(YOUR INSTRUCTIONS): Put the entries below into a numbered list, leaving out any blank lines.

(AVAILABLE DATA):
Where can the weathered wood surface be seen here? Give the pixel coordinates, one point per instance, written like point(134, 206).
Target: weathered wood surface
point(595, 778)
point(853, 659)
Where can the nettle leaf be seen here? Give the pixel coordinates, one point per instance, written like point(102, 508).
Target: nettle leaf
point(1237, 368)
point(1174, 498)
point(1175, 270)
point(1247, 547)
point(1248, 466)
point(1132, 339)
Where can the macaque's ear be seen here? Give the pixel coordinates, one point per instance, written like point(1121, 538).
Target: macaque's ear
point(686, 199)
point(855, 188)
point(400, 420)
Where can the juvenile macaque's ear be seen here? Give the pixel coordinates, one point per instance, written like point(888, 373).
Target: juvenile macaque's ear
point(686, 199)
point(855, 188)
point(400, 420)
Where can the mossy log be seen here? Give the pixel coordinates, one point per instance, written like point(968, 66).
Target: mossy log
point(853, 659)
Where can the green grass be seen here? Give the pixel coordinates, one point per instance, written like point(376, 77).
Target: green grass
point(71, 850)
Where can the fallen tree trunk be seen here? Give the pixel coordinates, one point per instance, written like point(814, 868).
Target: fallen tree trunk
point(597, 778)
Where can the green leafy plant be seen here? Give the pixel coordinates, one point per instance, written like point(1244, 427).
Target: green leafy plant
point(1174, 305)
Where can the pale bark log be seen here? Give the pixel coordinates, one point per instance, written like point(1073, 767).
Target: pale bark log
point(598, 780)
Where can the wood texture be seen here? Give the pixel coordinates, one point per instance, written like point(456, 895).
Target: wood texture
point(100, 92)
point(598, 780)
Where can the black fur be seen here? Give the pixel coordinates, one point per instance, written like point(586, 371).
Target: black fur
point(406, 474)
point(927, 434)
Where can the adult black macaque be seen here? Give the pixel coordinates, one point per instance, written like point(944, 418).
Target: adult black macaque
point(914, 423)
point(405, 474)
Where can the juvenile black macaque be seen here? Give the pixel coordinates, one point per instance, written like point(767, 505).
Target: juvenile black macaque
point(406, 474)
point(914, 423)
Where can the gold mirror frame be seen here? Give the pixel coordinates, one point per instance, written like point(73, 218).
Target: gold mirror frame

(RESPONSE):
1. Where can the weathered wood surface be seen here? Give the pixel coordinates, one point per instance, written like point(134, 206).
2. Target: weathered wood surface
3. point(595, 778)
4. point(853, 659)
5. Where can the nettle leaf be seen here? Give the pixel coordinates, one point per instance, written like point(102, 508).
6. Target: nettle leaf
7. point(1237, 368)
8. point(1174, 498)
9. point(1175, 270)
10. point(1247, 547)
11. point(1248, 466)
12. point(1132, 339)
13. Where can the macaque's ear be seen here? Give the pixel coordinates, one point per instance, written like point(1121, 538).
14. Target: macaque's ear
15. point(686, 199)
16. point(855, 188)
17. point(400, 420)
18. Where can the juvenile macaque's ear be seen here? Give the pixel coordinates, one point per instance, written like point(888, 373).
19. Target: juvenile macaque's ear
20. point(686, 199)
21. point(855, 188)
22. point(400, 420)
23. Where can the mossy log be seen here? Give the pixel coordinates, one point per instance, written like point(968, 66).
24. Target: mossy log
25. point(853, 659)
26. Where can the green grass be seen here? Give the pixel coordinates, one point per instance, written like point(376, 77).
27. Target: green grass
28. point(71, 850)
29. Where can the fallen tree trunk be seen here? Give the pixel coordinates, one point per instance, written like point(814, 868).
30. Target: fallen tree trunk
31. point(597, 778)
32. Where can the green leafy plant be seen here? Give the pixel coordinates, one point per instance, written like point(1244, 427).
33. Target: green leafy plant
34. point(1174, 305)
35. Where can the pale bark log be seen here? Give the pixel coordinates, one point per instance, written like point(1073, 767).
36. Target: pale bark log
37. point(598, 780)
38. Where can the wood texture be seen here? Give the pixel coordinates, one point per instance, written like point(456, 895).
39. Target: wood texture
40. point(100, 92)
41. point(598, 780)
42. Where can the black fur be seen here? Give the pixel coordinates, one point per instance, written like point(586, 371).
43. Target: black fur
44. point(406, 474)
45. point(927, 434)
46. Where can the adult black macaque be seen here? Give the pixel coordinates, one point per instance, written like point(944, 418).
47. Target: adult black macaque
48. point(914, 423)
49. point(405, 474)
50. Where can the juvenile black macaque be seen here? Give the pixel coordinates, one point per instance, written like point(767, 505).
51. Target: juvenile black macaque
52. point(406, 474)
53. point(914, 423)
54. Where can the gold mirror frame be seen here? Give the pixel coordinates, one point per instance, written like point(73, 218).
55. Target: gold mirror frame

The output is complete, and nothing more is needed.